WHAT YOU NEED TO DO = The answer must consist of every line in the data that contains "each".

STUDY MATERIAL =
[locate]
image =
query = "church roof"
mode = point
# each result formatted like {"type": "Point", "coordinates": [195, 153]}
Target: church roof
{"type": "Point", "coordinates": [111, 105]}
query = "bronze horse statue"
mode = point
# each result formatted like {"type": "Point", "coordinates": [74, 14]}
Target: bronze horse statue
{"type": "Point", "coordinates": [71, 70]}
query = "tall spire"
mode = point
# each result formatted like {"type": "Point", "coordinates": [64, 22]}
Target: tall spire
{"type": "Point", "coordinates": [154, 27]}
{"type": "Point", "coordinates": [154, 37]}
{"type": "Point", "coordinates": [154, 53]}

--

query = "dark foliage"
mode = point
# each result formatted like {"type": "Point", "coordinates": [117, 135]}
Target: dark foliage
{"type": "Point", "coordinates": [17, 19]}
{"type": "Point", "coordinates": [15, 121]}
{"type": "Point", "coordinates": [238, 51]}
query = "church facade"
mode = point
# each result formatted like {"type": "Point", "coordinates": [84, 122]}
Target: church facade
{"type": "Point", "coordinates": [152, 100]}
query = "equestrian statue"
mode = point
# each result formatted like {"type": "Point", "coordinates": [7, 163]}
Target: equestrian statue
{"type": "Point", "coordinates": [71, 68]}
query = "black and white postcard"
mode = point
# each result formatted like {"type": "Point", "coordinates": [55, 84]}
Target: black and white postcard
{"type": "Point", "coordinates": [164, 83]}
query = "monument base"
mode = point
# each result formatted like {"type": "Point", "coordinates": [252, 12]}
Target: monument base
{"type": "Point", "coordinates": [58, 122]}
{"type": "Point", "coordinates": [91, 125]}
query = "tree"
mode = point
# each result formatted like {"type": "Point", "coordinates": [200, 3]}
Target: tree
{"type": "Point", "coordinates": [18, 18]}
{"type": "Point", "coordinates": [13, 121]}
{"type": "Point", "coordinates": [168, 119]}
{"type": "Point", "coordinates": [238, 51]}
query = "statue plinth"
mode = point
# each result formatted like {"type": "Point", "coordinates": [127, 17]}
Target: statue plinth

ANSWER TO THIS PROBLEM =
# each result formatted like {"type": "Point", "coordinates": [195, 153]}
# each result formatted like {"type": "Point", "coordinates": [74, 14]}
# each result formatted like {"type": "Point", "coordinates": [64, 22]}
# each result formatted like {"type": "Point", "coordinates": [117, 135]}
# each result formatted like {"type": "Point", "coordinates": [84, 122]}
# each result formatted like {"type": "Point", "coordinates": [7, 163]}
# each result formatted like {"type": "Point", "coordinates": [55, 84]}
# each result formatted like {"type": "Point", "coordinates": [252, 12]}
# each result formatted like {"type": "Point", "coordinates": [200, 3]}
# each result formatted like {"type": "Point", "coordinates": [127, 17]}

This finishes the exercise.